- [Objective]: Please change "keypoint" to "marker" throughout the data below and write out all of the lines again with nothing else altered.

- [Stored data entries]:
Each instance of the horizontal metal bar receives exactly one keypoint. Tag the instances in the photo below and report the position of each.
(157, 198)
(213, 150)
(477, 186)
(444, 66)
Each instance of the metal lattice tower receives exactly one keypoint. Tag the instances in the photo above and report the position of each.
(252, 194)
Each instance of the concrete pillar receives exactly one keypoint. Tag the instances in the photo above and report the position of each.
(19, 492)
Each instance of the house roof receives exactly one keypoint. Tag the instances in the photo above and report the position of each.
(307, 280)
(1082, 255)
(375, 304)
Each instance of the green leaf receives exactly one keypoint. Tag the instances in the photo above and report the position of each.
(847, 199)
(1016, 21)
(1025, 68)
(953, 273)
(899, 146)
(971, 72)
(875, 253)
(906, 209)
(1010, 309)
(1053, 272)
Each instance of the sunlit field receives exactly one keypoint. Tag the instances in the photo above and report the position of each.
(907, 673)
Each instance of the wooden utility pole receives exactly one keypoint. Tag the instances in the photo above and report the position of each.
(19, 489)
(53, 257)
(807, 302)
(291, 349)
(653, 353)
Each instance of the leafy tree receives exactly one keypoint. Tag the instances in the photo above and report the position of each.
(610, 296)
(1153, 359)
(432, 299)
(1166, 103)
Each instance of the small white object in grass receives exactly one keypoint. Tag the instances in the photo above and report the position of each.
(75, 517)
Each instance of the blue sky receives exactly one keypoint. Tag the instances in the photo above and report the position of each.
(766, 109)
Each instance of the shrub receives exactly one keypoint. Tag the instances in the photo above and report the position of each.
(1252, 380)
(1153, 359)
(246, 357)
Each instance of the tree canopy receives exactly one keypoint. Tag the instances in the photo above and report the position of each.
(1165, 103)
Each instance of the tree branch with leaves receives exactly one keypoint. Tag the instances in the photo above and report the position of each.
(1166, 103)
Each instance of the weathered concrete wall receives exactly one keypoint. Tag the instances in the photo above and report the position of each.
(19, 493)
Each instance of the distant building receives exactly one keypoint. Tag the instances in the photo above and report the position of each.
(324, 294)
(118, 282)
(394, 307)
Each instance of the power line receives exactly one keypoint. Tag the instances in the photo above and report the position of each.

- [Right answer]:
Each instance of the horizontal metal bar receives exactly one marker. Tag the instances in the photo below and report the position of each.
(157, 198)
(213, 150)
(477, 186)
(444, 66)
Each instance of the metal lattice tower receives exactly one marker. Tag the instances in the photo above and report the position of each.
(252, 194)
Each instance of the concrete pillar receives exactly one marker. Tag the instances in the photo above and report the position of each.
(19, 492)
Each instance of the house roof receives exactly one marker. Tag the instances in the photo above and report the position of each.
(307, 280)
(1082, 255)
(375, 304)
Each instance of the green leaf receives exactly one marker. Tag the instances in the photo above and report the position of each.
(847, 199)
(1016, 21)
(1025, 68)
(953, 273)
(899, 146)
(971, 72)
(875, 253)
(906, 209)
(1010, 309)
(1053, 272)
Each instance of the sunlit field receives exactly one marker. Tag the instances in the photo above and report the position of each.
(907, 673)
Each instance of the wooden utility pole receives exactly one marker. Tag the instances in the photo above and report the position of each.
(19, 489)
(53, 257)
(807, 302)
(291, 349)
(653, 353)
Each instance of the leafy tree receives exactly one marker. Tag the instances in the photo above and report the position of each.
(610, 296)
(1153, 359)
(432, 299)
(1166, 103)
Each instance of the small white object in grass receives exactly one marker. Tag the instances in the photo above and report the position of each.
(75, 517)
Each instance of the blue sky receives exactly one marker. Tag the instances in the photo above and report the position of each.
(766, 109)
Each instance of the shrub receives exactly one marker. Tag the instances in the photo above and report the position of each.
(1252, 380)
(1153, 359)
(246, 357)
Each instance of the tree canopy receives exactly one marker. Tag the instances in the photo above and report the position of each.
(1165, 103)
Each instance of the tree branch with leaves receives exactly one marker. Tag the instances in the photo above and report the position of each.
(1166, 103)
Each instance of the weathered concrete wall receives exactly one marker. Tag the instances in the photo above and report the position of each.
(19, 493)
Each instance of the distant building receives exactly one marker. Tag the instances in the photo above and report the position of each.
(324, 294)
(118, 282)
(394, 307)
Each instance of the power line receives exactly one marker. Tag the instances in the photo above and report the position of each.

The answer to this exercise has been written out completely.